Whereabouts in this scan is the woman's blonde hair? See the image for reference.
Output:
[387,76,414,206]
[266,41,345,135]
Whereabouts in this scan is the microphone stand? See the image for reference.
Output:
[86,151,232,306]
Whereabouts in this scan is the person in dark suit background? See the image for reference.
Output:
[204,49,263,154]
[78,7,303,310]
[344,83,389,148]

...

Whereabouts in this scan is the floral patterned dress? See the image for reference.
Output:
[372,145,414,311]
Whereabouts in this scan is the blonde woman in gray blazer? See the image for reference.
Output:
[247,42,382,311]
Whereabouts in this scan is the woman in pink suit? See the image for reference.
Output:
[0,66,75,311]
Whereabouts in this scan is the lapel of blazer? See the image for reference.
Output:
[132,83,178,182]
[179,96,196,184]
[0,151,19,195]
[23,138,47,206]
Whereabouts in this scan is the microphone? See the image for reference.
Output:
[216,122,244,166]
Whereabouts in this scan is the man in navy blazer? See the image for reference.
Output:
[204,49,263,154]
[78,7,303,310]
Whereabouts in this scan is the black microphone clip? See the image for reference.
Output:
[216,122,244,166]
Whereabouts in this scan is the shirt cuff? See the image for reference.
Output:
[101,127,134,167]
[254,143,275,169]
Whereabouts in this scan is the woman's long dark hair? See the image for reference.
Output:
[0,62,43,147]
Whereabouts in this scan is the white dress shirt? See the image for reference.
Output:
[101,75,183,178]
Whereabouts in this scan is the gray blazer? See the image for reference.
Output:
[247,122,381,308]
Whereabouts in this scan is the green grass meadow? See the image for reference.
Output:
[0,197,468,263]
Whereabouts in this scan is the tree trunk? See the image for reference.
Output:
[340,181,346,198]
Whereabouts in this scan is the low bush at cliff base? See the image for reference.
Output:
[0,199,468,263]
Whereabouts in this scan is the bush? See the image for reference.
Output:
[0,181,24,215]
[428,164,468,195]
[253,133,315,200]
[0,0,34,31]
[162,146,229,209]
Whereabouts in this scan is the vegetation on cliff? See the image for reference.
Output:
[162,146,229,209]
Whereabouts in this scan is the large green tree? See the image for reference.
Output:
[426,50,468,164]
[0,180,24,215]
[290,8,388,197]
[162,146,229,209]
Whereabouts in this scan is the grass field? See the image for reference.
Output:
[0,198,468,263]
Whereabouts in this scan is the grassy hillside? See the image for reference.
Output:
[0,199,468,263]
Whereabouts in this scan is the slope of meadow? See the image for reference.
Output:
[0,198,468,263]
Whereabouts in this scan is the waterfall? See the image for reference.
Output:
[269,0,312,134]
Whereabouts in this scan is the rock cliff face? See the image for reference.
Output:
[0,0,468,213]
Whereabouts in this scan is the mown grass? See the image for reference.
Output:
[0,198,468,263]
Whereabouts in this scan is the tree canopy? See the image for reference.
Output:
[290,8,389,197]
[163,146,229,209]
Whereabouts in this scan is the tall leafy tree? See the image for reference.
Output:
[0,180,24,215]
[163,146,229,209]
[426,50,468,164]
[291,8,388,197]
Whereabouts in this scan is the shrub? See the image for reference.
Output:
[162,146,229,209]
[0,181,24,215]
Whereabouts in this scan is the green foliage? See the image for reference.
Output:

» PROBLEM REQUIREMENTS: Can you reproduce the lines of the items as a numbered list, starting at the line containing "Whereabouts in this scan is the floral" and ending at the line containing "[101,75,183,178]", both included, with blank lines left out?

» SOLUTION TO THE PROBLEM:
1. Whereabouts in this scan is the floral patterned dress? See the image for reference.
2. Output:
3. [372,145,414,311]
4. Whereabouts in this scan is the blonde woman in gray blazer? See the image for reference.
5. Output:
6. [247,42,382,311]
7. Whereabouts in this scan is the woman in pink suit? See the image for reference.
8. Output:
9. [0,66,75,311]
10. Whereabouts in this scan is the lapel of blazer? See the image for reference.
11. Output:
12. [132,83,178,182]
13. [179,96,196,184]
14. [0,151,19,195]
15. [23,138,47,206]
16. Whereabouts in this scan is the microphone? See the image for reference.
17. Output:
18. [216,122,244,166]
19. Whereabouts in this scan is the man in navy blazer? See the image for reference.
20. Output:
21. [204,49,263,154]
22. [78,7,303,310]
23. Whereabouts in this scan is the black microphone clip? See the image for reference.
24. Output:
25. [216,122,244,166]
26. Whereabouts in this scan is the shirt cuff? See the image for reference.
27. Output:
28. [101,127,134,167]
29. [254,143,275,169]
30. Whereabouts in this scan is the woman's long dark hair? See the image for reference.
31. Output:
32. [0,62,43,147]
33. Whereabouts in this scan is the white dress shirt? See the image for reference.
34. Output:
35. [101,75,183,178]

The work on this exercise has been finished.